Given instruction — Restate the entries below verbatim.

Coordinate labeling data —
§

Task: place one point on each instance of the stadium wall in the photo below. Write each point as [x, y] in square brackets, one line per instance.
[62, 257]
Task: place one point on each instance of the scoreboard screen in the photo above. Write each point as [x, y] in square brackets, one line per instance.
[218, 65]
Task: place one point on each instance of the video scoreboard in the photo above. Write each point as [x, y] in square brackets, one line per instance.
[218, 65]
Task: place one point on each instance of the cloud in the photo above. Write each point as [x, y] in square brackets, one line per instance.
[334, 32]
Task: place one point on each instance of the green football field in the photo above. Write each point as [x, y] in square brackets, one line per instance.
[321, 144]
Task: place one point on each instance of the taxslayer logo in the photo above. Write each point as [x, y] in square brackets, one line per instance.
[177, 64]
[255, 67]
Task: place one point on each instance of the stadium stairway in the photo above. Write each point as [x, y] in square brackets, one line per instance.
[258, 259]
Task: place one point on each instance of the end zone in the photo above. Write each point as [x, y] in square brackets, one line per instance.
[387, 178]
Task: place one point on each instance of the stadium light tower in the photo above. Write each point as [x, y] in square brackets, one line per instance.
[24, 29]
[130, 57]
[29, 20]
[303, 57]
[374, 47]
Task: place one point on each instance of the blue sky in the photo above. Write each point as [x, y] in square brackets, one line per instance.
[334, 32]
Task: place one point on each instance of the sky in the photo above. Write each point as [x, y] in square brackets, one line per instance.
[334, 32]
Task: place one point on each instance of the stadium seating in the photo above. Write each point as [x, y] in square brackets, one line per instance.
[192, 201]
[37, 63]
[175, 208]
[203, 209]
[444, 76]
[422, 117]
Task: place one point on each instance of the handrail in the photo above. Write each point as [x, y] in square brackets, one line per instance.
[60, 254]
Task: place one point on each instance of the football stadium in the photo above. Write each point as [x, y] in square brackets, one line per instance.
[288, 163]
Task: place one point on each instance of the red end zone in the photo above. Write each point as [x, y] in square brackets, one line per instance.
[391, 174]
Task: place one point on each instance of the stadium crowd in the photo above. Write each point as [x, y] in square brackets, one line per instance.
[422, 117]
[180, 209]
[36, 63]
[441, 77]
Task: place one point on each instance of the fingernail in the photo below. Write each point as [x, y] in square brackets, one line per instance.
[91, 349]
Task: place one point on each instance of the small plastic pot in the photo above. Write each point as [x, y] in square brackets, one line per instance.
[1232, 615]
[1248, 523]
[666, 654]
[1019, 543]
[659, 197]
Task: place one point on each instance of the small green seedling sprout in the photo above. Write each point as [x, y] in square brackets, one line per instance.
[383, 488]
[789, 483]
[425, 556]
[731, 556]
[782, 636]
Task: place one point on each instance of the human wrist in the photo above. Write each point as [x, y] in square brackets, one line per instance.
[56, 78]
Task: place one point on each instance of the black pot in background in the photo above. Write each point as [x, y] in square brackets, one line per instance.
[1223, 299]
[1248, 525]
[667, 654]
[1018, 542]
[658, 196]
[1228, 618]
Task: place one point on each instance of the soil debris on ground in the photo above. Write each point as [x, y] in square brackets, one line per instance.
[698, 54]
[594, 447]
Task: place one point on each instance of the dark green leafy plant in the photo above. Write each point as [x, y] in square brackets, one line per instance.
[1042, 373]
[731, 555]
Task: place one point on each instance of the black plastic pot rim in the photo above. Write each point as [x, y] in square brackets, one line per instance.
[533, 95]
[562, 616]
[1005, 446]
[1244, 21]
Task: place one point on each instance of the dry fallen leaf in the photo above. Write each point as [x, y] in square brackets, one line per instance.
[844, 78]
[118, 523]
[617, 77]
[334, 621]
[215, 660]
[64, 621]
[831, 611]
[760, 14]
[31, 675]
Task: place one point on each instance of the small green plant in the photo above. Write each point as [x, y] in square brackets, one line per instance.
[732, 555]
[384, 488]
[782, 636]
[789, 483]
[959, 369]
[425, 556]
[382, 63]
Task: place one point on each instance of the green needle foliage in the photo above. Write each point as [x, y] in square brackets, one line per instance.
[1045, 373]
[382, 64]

§

Finished answer —
Task: place one point on each instance of the stadium wall in the photo below. Write each point as [x, y] in square brackets, one line per instance.
[62, 257]
Task: place one point on each instance of the scoreboard screen in the photo above. Write each point as [x, y] in square brackets, one line per instance.
[218, 65]
Task: place one point on each instance of the video scoreboard in the photo above. Write each point as [x, y] in square brackets, one line per instance.
[218, 65]
Task: place one point on each instance of the cloud in the photo above. Write each point as [x, y] in square brackets, one line per instance.
[334, 32]
Task: place one point on each instance of the green football field in the photo above. Write each point as [x, y] in square brackets, one line per instance.
[321, 144]
Task: place one point on each instance of the taxslayer logo in the photo above. Write each point as [x, y] in square brackets, one line per instance.
[177, 64]
[255, 67]
Task: place one point on each instance of the stadium stairway in the photo above. Write each point as [x, y] in square brackets, one line per instance.
[258, 259]
Task: place one point on each instance of the end zone in the photo above. Write each point as [x, y] in square brackets, one line per instance.
[387, 178]
Task: place one point on each instance of the stadium light tower in the photo above. Write each point as [x, y] in square brackets, one line per instance.
[24, 29]
[130, 57]
[29, 20]
[303, 57]
[374, 47]
Task: place one point on each instance of the blue sky in the photo above. Write each point as [x, y] in square brackets, one line per instance.
[334, 32]
Task: place one point on each instance of the sky in the photo above. Write each point as [x, y] in square brackets, one line per instance.
[334, 32]
Task: place one point on each instance of the stadium seating in the photo above. Write each point as [x, y] in square brackets, one line per instance.
[192, 201]
[37, 63]
[175, 208]
[203, 209]
[444, 76]
[422, 117]
Task: place one point on each instance of the handrail in the photo above. Write each point as [x, y] in square brackets, one line per instance.
[60, 254]
Task: place one point on each instance of the football stadium in the photo above. Write each point as [x, y] in square brackets, one line per instance.
[288, 163]
Task: place one point on each instance of the red end zone in the photo above. Write each point as [x, y] in square brackets, one line per instance.
[391, 174]
Task: place one point on each instance of the stadium crowd in the photo above. Write each point as [x, y] in square brackets, one line per instance.
[422, 117]
[180, 209]
[36, 63]
[441, 77]
Task: place one point on each instance of the fingernail in the photo below. Write each point as [x, y] in square brackets, one line per instance.
[91, 349]
Task: place one point on each instance of the small plastic pot in the photo above. Write each point as [x, y] in square brackets, one line per instance.
[1232, 615]
[1248, 523]
[666, 654]
[1019, 543]
[659, 197]
Task: place one point on each instance of the small green seedling sprout in the photo above. Write each point as [x, y] in square brackets, one line per instance.
[383, 488]
[789, 483]
[425, 556]
[731, 556]
[782, 636]
Task: place one point on each instance of the human wrist in the photo above. Write each point as [x, y] in square brackets, one line per instance.
[56, 78]
Task: place one point on each instance of the black pot in background in the photo above. Write each point as [x, y] in square brackets, one line per instance.
[1223, 299]
[1248, 525]
[667, 654]
[1018, 542]
[658, 196]
[1228, 618]
Task: place one point on each instance of the soil debris on ground in the photo above. Write each point as [x, y] in square brackets, one line per instance.
[698, 54]
[594, 447]
Task: place one point on each instance of the dark green leafy plant in the photo above. Write each point as [x, y] in square brackets, one line per instance.
[1042, 373]
[731, 555]
Task: place one point on each instance of the black plastic pot rim in the photo above. Write each point as [x, y] in square brackets, one line per instance.
[533, 95]
[562, 616]
[1005, 446]
[1244, 21]
Task: place one point on each instance of the dry fallen leaf in the photo above. Write each point as [x, y] in square brackets, one line per instance.
[844, 78]
[118, 523]
[617, 77]
[334, 621]
[215, 660]
[64, 621]
[831, 611]
[760, 14]
[31, 675]
Task: place one point on each instance of the small green plant in the photo above. Write each point as [x, y] in square brackets, one line per instance.
[732, 555]
[384, 488]
[782, 636]
[789, 483]
[959, 369]
[425, 556]
[382, 63]
Task: place one point on each instance of the green needle foliage in the photo above. Write each point as [x, y] in square brackets, one line per instance.
[1045, 373]
[382, 64]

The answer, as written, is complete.